#### WORK TO COMPLETE:
Show every line of the records below that contains the word "ceiling", matching case exactly.

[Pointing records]
================================
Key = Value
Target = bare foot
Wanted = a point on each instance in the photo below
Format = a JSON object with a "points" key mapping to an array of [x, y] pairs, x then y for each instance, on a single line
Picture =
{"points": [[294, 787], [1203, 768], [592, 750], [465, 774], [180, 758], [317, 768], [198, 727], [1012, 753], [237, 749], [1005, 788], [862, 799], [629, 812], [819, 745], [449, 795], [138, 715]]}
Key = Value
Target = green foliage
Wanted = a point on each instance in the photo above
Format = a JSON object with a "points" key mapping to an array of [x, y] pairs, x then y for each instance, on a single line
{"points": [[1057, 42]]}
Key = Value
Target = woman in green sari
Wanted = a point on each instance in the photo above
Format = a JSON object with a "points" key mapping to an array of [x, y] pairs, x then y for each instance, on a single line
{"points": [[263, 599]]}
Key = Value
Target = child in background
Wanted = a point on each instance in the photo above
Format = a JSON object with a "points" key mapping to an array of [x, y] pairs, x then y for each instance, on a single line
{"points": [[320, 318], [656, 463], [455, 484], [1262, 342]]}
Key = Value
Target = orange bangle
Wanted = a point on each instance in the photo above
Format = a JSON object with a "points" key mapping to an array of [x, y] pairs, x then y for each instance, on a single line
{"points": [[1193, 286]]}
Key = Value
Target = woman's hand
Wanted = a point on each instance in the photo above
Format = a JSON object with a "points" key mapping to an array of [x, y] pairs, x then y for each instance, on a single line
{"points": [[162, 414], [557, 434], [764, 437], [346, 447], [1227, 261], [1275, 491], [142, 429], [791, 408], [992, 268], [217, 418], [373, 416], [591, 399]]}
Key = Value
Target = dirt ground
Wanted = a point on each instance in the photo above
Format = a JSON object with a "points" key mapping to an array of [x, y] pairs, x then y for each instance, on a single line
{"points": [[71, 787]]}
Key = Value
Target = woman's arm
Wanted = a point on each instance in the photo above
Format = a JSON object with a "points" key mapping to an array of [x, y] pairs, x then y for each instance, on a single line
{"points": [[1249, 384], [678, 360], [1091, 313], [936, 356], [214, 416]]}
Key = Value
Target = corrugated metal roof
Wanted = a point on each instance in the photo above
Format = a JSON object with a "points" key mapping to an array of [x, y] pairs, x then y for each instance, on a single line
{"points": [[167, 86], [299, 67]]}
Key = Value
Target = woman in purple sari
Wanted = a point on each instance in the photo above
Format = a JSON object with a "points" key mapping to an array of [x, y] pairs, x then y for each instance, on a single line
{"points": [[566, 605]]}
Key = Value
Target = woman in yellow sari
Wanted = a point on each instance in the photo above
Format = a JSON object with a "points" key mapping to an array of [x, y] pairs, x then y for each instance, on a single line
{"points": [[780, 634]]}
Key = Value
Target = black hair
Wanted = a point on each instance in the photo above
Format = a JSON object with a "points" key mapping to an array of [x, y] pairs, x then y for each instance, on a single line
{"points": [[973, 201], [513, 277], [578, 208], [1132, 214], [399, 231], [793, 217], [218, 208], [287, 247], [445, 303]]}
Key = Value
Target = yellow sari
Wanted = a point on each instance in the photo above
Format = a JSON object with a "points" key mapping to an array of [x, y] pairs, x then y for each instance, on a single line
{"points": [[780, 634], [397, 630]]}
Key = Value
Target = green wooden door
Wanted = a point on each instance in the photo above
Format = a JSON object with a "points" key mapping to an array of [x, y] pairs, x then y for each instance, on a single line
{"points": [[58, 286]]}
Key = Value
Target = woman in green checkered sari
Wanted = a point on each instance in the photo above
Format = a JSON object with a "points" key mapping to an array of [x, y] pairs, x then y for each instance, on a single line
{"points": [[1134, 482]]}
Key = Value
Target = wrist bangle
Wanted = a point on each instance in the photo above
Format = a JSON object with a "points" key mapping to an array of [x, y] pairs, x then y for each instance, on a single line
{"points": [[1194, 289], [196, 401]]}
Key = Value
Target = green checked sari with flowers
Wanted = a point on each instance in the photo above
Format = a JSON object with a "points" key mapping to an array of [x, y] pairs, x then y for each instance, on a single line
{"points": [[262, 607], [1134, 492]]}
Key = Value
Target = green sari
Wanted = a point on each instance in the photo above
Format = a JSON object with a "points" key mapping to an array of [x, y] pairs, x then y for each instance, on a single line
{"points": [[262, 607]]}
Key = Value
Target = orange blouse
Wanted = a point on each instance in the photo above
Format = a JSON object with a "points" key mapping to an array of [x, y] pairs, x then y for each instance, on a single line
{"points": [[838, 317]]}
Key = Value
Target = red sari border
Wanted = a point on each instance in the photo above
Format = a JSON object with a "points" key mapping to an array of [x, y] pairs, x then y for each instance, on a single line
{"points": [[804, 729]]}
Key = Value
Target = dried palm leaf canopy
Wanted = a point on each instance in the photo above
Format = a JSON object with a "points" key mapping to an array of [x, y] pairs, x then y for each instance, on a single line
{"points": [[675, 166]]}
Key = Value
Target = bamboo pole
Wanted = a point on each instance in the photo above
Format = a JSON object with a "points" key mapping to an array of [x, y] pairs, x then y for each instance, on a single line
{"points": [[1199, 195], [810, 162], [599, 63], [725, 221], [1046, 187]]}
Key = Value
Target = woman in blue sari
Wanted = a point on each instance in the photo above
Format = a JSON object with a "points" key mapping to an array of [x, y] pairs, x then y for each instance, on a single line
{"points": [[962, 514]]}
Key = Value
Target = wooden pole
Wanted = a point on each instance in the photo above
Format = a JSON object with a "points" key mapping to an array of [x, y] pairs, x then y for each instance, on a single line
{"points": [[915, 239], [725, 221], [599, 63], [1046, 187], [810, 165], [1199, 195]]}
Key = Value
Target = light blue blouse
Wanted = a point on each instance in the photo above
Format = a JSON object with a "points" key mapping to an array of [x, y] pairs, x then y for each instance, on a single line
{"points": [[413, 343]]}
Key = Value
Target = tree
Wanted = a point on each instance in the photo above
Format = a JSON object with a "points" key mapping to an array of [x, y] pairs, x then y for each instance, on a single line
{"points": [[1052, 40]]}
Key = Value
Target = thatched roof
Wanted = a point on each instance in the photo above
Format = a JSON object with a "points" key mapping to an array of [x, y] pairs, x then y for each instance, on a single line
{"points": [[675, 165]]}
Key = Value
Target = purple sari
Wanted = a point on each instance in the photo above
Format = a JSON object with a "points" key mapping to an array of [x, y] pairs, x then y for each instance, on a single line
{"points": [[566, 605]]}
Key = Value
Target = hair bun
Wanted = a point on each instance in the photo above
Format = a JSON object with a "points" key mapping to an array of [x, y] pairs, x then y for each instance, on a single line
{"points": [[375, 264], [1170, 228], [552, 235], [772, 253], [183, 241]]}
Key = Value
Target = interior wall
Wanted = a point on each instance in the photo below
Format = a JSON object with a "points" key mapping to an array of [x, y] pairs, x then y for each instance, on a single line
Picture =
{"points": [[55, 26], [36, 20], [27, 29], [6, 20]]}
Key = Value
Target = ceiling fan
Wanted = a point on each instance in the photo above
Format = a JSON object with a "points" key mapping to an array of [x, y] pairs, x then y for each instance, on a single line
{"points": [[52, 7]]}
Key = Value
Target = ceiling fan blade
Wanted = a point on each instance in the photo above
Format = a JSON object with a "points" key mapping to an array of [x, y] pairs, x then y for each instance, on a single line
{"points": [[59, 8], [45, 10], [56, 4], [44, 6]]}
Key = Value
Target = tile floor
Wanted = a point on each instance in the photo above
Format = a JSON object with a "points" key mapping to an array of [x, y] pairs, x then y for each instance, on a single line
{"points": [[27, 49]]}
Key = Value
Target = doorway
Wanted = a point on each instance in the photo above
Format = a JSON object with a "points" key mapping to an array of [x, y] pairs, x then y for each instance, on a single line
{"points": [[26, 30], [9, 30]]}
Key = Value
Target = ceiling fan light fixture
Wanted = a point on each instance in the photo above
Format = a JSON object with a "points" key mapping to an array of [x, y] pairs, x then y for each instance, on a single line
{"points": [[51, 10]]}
================================
#### THE RESULT:
Target = ceiling fan
Target = ceiling fan blade
Target = ceiling fan light fixture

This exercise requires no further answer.